RECORD EXTRACTS:

---

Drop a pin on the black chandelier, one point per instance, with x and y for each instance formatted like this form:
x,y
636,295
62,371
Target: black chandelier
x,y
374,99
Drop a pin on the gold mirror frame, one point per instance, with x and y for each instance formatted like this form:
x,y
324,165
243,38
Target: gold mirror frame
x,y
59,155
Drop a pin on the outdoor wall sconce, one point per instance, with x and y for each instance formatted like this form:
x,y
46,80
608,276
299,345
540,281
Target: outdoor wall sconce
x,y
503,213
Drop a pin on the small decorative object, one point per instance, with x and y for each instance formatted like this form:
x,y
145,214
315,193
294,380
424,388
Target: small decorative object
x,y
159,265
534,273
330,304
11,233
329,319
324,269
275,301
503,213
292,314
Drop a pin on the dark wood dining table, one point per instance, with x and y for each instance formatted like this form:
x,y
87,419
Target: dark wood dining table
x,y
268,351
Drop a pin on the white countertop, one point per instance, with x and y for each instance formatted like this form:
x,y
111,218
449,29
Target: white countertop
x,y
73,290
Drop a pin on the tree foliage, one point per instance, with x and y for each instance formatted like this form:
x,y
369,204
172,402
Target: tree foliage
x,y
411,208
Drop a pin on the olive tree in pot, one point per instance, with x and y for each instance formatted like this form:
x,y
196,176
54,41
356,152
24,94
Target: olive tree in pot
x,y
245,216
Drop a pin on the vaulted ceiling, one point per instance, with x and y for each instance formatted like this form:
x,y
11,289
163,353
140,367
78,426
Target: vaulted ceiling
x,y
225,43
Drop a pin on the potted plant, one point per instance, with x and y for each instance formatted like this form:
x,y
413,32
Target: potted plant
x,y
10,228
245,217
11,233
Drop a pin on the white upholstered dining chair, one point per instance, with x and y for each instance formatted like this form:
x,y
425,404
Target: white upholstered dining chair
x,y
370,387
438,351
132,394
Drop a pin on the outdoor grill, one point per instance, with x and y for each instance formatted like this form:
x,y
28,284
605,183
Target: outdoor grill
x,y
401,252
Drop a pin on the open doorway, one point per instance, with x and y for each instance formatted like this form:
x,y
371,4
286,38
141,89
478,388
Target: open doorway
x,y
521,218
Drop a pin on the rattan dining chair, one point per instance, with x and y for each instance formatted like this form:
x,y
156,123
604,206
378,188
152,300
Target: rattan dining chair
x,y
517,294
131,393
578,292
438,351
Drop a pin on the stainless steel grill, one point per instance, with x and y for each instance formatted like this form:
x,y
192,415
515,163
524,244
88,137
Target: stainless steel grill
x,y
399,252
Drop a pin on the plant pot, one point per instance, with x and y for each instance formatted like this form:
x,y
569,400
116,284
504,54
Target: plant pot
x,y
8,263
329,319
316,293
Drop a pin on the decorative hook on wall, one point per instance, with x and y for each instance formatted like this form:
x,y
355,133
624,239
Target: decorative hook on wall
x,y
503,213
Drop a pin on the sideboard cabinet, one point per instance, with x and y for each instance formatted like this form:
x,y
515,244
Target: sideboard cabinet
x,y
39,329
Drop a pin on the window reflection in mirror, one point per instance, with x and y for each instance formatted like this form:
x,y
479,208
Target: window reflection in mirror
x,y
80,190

---

WHAT NEEDS TO BE DONE: The response should be a verbatim transcription of the data.

FINISHED EXERCISE:
Drop a pin on the black chandelier, one point per instance, with x and y for each instance formatted like this form:
x,y
636,295
62,371
Target: black chandelier
x,y
374,99
Drop a pin on the gold mirror frame, one point per instance, with x and y for each instance formatted like this form:
x,y
324,165
243,38
Target: gold mirror frame
x,y
59,155
Drop a pin on the outdoor wall sconce, one point per instance, with x and y for each instance formatted like this form:
x,y
46,80
608,276
299,345
540,281
Target: outdoor wall sconce
x,y
503,213
Drop a pin on the small decorative object, one point per instance, with x and y for each instance formatted like this form:
x,y
145,214
315,193
294,380
424,388
Target: small decorative object
x,y
159,265
534,273
330,304
11,233
329,319
324,269
275,301
503,213
292,314
Drop a pin on the dark wood dining table, one point per instance, with x and y for each instance formatted like this form:
x,y
87,419
Target: dark wood dining table
x,y
268,351
Drop a pin on the white countertop, one point per instance, with x and y for each instance formatted like this form:
x,y
111,218
449,29
Target: white countertop
x,y
73,290
Drop a pin on the tree foliage, one point per instance, with x and y for each instance formatted like this form:
x,y
369,204
172,402
Target: tree foliage
x,y
411,208
Drop a pin on the olive tree in pot, one point per instance, with x and y for each instance formatted like this form:
x,y
196,176
54,41
356,152
24,94
Target: olive tree in pot
x,y
245,216
Drop a pin on the vaulted ceiling, one point per instance, with x and y for each instance formatted like this form:
x,y
11,289
163,353
140,367
78,426
Target: vaulted ceiling
x,y
225,43
Drop a pin on the potted plant, one point per instance, with x and y for each instance formatted like this form:
x,y
413,32
Target: potted plant
x,y
10,228
245,217
11,233
Drop a pin on the white upholstered dining chair, one point per instance, with x and y for each instance formatted like this form:
x,y
425,404
Target: white upholstered dining chair
x,y
370,387
438,351
132,394
Drop a pin on the outdoor grill, one point per instance, with x and y for each instance formatted like this form:
x,y
28,284
605,183
Target: outdoor grill
x,y
401,252
Drop a pin on the open doorway, one point per instance, with x and y for each instance formatted like this form:
x,y
371,4
286,38
141,89
478,388
Target: open doorway
x,y
521,218
Drop a pin on the rattan dining chair, one point per instance, with x and y for each instance formatted like this form:
x,y
156,123
604,206
378,188
152,300
Target: rattan dining chair
x,y
517,294
131,393
578,292
438,351
Drop a pin on the stainless steel grill, one point per instance, with x and y for each instance formatted like this form:
x,y
192,415
515,163
524,244
88,137
Target: stainless steel grill
x,y
399,252
Drop a pin on the plant pot, one point per instance, with x and y for each instance formatted like this form:
x,y
569,400
116,284
504,54
Target: plant pot
x,y
8,263
329,319
316,293
Drop a pin on the decorative hook on wall, one point per instance, with x and y for each instance formatted like this form:
x,y
355,133
624,239
Target: decorative hook on wall
x,y
503,213
Drop a pin on the sideboard cabinet, one point per instance, with x and y for each instance formatted like this form:
x,y
515,244
Target: sideboard cabinet
x,y
39,329
Drop a pin on the window reflection in mirror, one point per instance, with x and y for each instance formatted like this form:
x,y
479,208
Target: window reflection in mirror
x,y
80,190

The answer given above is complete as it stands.